Source extract:
*****

Best Practices for Linq Enumerables and Queryables - jonwagner
http://code.jonwagner.com/2012/08/24/best-practices-for-linq-enumerables-and-queryables/
======
solutionyogi
It is a terrible article.

1\. Why would the author recommend using extension method instead of using the
'query' syntax? The main purpose behind creating the query syntax was to make
your code easier to read. Query syntax is not at all about 'pretty' or
'clever'. It's about readability. [And why call the query syntax as 'language
extension'?]

2\. Why invent terms like 'seal' LINQ queries? By default, all LINQ querie
execution is deferred. And yes, you have to understand this deferred execution
and how it affects your code. But his code example is TERRIBLE.

var allCustomers = customers; var waCustomers = allCustomers.Where (c =>
c.Region == "WA"); var waCustomerIDs = waCustomers.Select (c => c.ID);

Why copy the variable to allCustomers? And if you need Id and name, you can
write code like this:

var customerIdAndNames = from c in customers where c.Region.Equals("WA",
StringComparison.OrdinalIgnoreCase) select new { ID = c.ID, Name = c.Name };

There was absolutely no reason to create two different IEnumerables for a
scenario where you needed different properties.

*****

Given entries:
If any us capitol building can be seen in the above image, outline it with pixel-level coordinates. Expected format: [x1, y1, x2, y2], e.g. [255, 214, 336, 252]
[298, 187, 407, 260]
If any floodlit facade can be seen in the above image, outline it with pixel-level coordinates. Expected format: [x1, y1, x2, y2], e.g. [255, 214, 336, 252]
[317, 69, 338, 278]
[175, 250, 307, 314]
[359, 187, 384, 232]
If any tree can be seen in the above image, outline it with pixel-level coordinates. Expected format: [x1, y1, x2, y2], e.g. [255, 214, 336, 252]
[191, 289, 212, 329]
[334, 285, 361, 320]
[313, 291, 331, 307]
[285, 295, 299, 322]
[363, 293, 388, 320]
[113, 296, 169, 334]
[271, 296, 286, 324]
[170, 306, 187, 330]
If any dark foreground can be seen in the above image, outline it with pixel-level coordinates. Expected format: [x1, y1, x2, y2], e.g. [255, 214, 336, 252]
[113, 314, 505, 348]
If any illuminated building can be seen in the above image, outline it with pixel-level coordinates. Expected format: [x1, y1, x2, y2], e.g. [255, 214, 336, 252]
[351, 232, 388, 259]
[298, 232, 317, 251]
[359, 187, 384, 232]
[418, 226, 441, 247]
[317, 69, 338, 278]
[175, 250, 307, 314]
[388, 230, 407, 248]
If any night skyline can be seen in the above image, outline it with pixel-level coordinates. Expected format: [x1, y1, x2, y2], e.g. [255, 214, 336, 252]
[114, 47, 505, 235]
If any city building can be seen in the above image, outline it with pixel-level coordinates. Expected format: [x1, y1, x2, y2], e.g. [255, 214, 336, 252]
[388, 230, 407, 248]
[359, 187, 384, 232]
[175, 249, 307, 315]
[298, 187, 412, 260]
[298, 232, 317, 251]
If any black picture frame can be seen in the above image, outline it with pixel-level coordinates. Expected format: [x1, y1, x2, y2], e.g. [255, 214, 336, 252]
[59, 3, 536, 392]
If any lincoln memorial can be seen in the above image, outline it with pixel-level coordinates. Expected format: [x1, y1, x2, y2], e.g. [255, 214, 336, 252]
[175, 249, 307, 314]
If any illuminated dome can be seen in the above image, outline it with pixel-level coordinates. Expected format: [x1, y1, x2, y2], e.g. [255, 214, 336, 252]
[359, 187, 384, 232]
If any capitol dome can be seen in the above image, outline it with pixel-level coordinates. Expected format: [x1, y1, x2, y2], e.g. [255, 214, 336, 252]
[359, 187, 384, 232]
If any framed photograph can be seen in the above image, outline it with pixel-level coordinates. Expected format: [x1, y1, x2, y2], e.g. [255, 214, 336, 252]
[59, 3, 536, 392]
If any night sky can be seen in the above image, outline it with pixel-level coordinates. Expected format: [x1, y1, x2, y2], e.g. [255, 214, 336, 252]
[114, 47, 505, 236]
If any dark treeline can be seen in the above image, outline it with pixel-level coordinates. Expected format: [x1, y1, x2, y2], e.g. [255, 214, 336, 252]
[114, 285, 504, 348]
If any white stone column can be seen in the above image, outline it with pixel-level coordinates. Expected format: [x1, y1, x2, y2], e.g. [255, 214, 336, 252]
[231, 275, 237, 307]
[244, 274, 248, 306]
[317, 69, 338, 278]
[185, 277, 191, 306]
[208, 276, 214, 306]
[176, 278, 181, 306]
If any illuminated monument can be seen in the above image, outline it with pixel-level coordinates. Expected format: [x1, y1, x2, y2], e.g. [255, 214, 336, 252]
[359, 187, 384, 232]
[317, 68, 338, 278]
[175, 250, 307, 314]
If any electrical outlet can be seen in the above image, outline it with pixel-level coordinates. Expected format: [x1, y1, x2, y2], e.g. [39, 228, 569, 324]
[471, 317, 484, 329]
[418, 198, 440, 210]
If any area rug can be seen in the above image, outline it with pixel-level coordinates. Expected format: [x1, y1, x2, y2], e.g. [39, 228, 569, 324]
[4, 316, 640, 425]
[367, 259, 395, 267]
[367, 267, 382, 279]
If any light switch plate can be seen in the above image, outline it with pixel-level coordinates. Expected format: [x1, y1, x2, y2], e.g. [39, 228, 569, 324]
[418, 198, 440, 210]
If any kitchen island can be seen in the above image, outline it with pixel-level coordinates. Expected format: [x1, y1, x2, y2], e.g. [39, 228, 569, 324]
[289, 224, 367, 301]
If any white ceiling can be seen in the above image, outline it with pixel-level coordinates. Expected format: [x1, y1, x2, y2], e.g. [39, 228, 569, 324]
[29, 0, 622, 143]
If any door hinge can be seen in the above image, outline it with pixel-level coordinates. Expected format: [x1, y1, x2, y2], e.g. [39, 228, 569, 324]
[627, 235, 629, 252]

*****

Problems and tasks:
**A.** Answer these questions using the LINQ forum comment:
(i) What does the comment give as the main purpose of the query syntax?
(ii) How does the comment say all LINQ query execution is handled by default?
(iii) Which region value do both code examples in the comment filter customers by?
**B.** List every variable name declared with var in the code of the LINQ forum comment.
The records are a separate set of material from the comment.

Complete answers:
**A.**
(i) To make code easier to read.
(ii) It is deferred.
(iii) "WA"

**B.**
allCustomers
waCustomers
waCustomerIDs
customerIdAndNames